(Records from a point labeling set)
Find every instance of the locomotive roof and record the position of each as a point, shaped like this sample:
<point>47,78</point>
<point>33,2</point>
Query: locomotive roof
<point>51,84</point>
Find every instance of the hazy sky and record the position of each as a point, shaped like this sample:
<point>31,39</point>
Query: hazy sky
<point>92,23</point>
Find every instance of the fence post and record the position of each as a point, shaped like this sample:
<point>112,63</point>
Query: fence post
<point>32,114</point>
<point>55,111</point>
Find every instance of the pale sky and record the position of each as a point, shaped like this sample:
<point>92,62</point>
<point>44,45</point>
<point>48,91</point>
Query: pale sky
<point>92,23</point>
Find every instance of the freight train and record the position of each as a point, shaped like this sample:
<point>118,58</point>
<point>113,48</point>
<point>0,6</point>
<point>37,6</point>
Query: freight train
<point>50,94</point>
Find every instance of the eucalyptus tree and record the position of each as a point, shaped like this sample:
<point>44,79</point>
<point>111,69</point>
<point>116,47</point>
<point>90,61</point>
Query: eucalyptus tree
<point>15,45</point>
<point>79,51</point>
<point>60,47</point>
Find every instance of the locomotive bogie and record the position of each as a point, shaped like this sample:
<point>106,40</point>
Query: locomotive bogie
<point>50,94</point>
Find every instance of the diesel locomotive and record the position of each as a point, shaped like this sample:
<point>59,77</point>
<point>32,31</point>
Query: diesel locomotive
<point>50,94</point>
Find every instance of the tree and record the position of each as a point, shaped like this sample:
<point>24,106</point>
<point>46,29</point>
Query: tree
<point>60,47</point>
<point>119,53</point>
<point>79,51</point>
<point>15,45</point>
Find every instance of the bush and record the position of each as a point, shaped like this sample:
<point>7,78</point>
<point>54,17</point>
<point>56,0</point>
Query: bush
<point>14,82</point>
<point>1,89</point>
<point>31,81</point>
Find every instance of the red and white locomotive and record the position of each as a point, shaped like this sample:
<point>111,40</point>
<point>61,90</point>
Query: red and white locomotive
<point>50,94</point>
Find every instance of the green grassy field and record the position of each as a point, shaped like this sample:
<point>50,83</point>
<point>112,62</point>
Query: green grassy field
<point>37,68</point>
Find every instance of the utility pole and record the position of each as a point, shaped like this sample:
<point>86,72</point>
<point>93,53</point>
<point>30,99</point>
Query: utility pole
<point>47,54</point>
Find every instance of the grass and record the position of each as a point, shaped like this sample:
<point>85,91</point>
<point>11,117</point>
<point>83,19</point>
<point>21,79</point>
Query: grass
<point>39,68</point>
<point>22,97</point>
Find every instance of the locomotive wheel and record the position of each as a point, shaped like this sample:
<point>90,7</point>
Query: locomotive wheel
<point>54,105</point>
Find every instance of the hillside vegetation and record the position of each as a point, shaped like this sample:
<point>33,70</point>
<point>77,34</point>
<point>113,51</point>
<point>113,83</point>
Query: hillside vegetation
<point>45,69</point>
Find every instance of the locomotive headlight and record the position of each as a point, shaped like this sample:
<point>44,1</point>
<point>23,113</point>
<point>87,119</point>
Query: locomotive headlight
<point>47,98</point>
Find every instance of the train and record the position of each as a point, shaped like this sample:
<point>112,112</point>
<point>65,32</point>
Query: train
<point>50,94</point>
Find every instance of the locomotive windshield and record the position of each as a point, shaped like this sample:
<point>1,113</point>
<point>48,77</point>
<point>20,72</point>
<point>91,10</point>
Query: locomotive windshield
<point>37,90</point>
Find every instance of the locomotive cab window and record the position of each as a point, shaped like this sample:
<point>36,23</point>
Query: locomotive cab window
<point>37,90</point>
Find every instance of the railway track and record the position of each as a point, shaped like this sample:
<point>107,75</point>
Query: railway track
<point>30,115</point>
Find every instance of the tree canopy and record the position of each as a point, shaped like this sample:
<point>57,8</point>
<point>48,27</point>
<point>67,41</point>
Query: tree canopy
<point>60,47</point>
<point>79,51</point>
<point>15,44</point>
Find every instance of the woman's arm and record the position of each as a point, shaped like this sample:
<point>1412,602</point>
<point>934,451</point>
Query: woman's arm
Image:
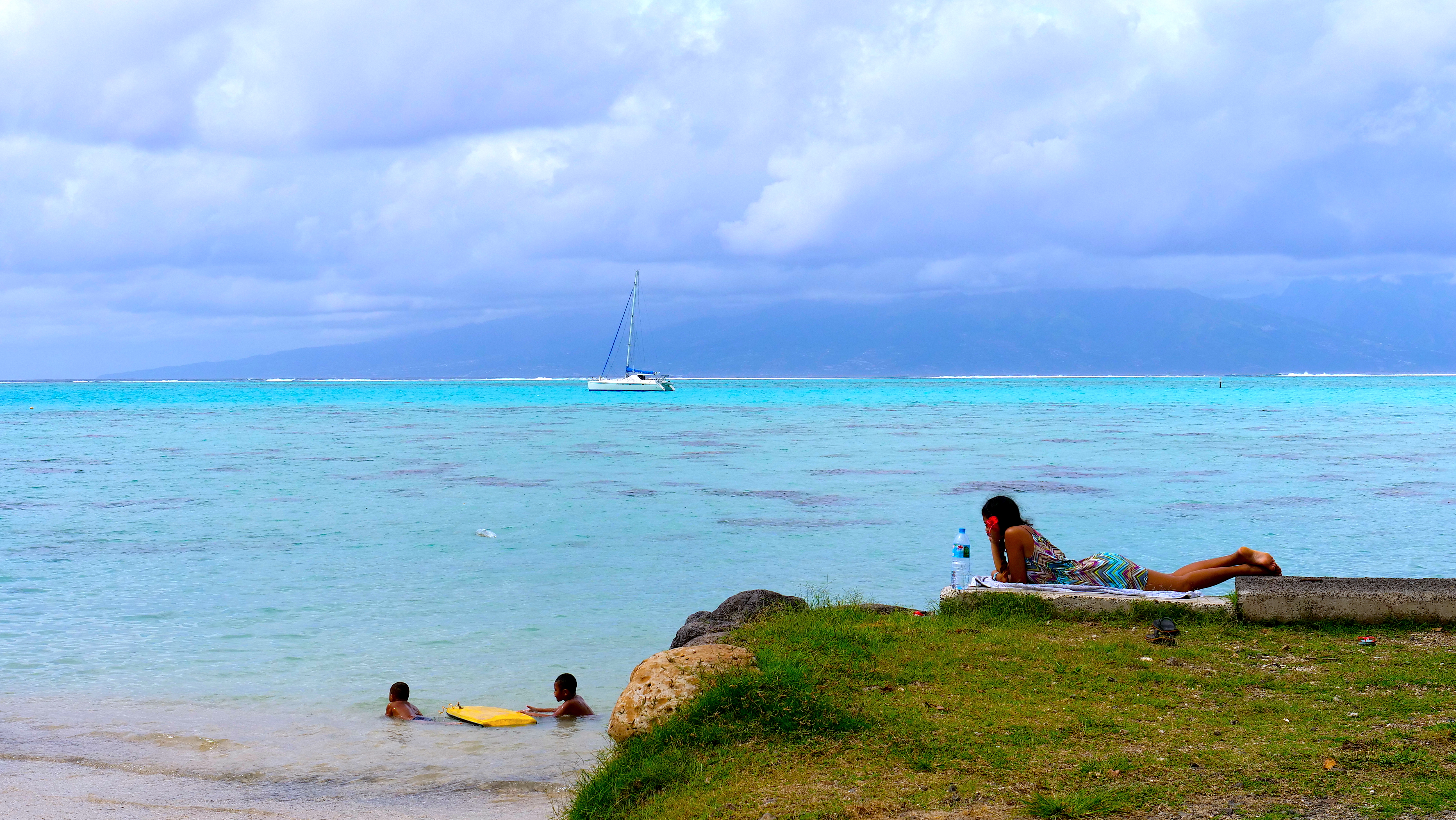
<point>1018,550</point>
<point>998,557</point>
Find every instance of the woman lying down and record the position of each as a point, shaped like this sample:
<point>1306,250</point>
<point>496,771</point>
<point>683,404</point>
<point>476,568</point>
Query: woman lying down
<point>1026,557</point>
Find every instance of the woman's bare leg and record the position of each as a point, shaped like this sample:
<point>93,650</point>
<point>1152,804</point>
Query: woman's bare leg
<point>1244,555</point>
<point>1200,579</point>
<point>1213,563</point>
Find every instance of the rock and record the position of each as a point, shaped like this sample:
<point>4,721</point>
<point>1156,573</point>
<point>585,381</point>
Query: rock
<point>733,614</point>
<point>665,682</point>
<point>708,639</point>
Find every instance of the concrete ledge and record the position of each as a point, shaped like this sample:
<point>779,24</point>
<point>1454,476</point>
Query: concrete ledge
<point>1095,602</point>
<point>1363,601</point>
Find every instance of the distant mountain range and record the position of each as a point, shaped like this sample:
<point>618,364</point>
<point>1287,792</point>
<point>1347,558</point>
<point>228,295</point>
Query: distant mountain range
<point>1321,327</point>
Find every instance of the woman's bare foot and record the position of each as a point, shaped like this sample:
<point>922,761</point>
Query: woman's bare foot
<point>1261,560</point>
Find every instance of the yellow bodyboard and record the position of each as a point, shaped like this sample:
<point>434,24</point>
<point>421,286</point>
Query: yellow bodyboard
<point>488,716</point>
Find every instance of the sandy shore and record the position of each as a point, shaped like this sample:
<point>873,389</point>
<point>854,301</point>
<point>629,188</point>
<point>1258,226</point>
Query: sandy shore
<point>47,790</point>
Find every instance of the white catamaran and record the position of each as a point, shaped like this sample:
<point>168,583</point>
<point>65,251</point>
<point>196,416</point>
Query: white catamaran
<point>634,379</point>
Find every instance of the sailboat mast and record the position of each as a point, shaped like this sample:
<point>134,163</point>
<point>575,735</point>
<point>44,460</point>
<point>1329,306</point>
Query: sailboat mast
<point>633,322</point>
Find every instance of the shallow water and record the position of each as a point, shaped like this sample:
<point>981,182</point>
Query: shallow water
<point>223,579</point>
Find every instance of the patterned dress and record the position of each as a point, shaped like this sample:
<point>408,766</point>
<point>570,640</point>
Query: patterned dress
<point>1049,566</point>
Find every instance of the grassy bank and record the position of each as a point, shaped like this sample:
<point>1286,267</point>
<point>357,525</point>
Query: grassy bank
<point>1005,709</point>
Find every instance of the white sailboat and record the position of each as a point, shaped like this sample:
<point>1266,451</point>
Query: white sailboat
<point>637,381</point>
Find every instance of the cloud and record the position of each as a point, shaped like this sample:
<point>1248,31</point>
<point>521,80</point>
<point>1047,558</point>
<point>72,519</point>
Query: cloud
<point>255,175</point>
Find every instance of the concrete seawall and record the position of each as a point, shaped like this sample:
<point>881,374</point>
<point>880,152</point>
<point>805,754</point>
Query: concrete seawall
<point>1363,601</point>
<point>1095,602</point>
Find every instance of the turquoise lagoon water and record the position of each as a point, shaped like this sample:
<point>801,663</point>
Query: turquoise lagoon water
<point>222,580</point>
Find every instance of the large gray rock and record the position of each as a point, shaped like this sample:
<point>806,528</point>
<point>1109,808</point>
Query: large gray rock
<point>731,615</point>
<point>1366,601</point>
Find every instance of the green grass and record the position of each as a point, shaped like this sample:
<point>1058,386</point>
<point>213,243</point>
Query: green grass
<point>1002,704</point>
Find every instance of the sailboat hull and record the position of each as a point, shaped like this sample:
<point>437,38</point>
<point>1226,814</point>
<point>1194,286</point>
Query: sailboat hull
<point>634,385</point>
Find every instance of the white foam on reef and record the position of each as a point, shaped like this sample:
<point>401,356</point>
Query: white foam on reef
<point>49,790</point>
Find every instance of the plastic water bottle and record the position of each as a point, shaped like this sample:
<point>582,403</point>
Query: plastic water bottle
<point>962,561</point>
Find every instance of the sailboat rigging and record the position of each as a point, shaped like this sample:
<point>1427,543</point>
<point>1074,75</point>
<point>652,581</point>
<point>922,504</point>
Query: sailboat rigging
<point>634,379</point>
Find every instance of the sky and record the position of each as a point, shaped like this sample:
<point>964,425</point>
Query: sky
<point>200,180</point>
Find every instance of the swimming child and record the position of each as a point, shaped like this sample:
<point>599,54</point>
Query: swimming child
<point>400,705</point>
<point>571,704</point>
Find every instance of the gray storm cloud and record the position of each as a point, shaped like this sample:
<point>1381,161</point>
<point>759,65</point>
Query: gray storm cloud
<point>219,178</point>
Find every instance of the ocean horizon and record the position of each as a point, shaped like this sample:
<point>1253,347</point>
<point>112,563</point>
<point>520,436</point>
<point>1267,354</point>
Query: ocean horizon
<point>218,582</point>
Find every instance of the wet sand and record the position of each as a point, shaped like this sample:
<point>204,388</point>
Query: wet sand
<point>53,790</point>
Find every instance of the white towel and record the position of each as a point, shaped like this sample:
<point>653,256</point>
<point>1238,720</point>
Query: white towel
<point>992,583</point>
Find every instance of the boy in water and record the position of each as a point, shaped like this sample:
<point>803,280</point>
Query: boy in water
<point>400,705</point>
<point>571,704</point>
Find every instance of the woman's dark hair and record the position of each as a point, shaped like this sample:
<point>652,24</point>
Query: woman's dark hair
<point>1007,512</point>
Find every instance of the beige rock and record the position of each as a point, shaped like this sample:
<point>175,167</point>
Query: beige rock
<point>665,682</point>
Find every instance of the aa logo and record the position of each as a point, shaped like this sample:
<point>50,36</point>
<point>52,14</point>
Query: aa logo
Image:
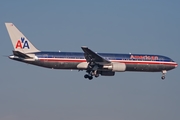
<point>22,43</point>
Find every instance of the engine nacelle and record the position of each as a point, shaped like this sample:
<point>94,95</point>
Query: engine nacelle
<point>116,67</point>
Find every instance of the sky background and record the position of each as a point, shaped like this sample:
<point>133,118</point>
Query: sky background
<point>29,92</point>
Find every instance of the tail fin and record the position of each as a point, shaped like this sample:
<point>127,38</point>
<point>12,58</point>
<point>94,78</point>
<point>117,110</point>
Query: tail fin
<point>19,41</point>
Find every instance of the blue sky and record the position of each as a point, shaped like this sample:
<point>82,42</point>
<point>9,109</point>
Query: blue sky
<point>142,26</point>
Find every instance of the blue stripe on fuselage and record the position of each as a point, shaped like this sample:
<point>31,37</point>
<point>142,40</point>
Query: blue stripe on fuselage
<point>108,56</point>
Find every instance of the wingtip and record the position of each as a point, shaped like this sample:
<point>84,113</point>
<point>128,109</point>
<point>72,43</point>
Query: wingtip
<point>84,47</point>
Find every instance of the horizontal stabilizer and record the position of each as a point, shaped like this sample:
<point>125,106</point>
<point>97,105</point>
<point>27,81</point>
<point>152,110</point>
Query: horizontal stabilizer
<point>20,54</point>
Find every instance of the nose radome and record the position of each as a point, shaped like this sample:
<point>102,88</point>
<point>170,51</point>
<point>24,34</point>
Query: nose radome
<point>176,65</point>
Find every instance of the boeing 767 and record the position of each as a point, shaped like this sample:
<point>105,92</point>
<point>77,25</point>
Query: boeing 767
<point>95,64</point>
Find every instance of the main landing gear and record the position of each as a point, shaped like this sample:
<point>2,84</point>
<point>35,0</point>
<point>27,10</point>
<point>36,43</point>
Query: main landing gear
<point>163,74</point>
<point>91,74</point>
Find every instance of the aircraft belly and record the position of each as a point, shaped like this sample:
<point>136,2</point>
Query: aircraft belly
<point>57,65</point>
<point>148,67</point>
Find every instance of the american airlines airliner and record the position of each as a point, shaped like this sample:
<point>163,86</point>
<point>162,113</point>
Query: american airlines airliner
<point>95,64</point>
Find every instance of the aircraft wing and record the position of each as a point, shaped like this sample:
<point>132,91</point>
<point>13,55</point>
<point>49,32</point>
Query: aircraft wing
<point>91,56</point>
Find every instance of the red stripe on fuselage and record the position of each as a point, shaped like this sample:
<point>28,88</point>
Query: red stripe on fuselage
<point>121,61</point>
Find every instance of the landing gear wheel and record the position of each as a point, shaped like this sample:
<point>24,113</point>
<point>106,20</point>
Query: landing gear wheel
<point>163,77</point>
<point>97,75</point>
<point>90,77</point>
<point>86,76</point>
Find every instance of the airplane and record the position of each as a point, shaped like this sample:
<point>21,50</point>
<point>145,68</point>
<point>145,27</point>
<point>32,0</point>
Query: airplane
<point>95,64</point>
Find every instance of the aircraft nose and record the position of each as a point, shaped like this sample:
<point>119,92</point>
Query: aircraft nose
<point>176,64</point>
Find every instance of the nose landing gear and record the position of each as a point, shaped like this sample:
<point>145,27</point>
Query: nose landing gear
<point>163,74</point>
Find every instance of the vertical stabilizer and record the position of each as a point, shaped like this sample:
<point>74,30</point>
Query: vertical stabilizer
<point>19,41</point>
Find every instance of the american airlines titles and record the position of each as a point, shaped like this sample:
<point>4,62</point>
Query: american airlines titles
<point>139,57</point>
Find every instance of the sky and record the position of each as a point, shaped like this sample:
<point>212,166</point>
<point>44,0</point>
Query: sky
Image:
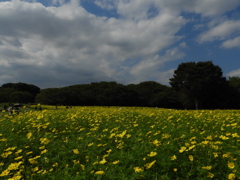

- REQUIREMENTS:
Reproduce only the material from the line with "Find every instance of the aircraft wing" up to and including the line with "<point>121,61</point>", requests included. Multiply each coordinate in the answer points by 2.3 and round to whole numbers, with halves rounded up, while leaving the requests and their format samples unchanged.

- REPLY:
Find every instance of the aircraft wing and record the position of each as a point, shaped like this sample:
<point>132,91</point>
<point>13,55</point>
<point>49,32</point>
Query: aircraft wing
<point>209,129</point>
Find every instance of the red stripe on fuselage and record the position of each as a point, shaped like this sample:
<point>28,88</point>
Query: red stripe on fuselage
<point>278,140</point>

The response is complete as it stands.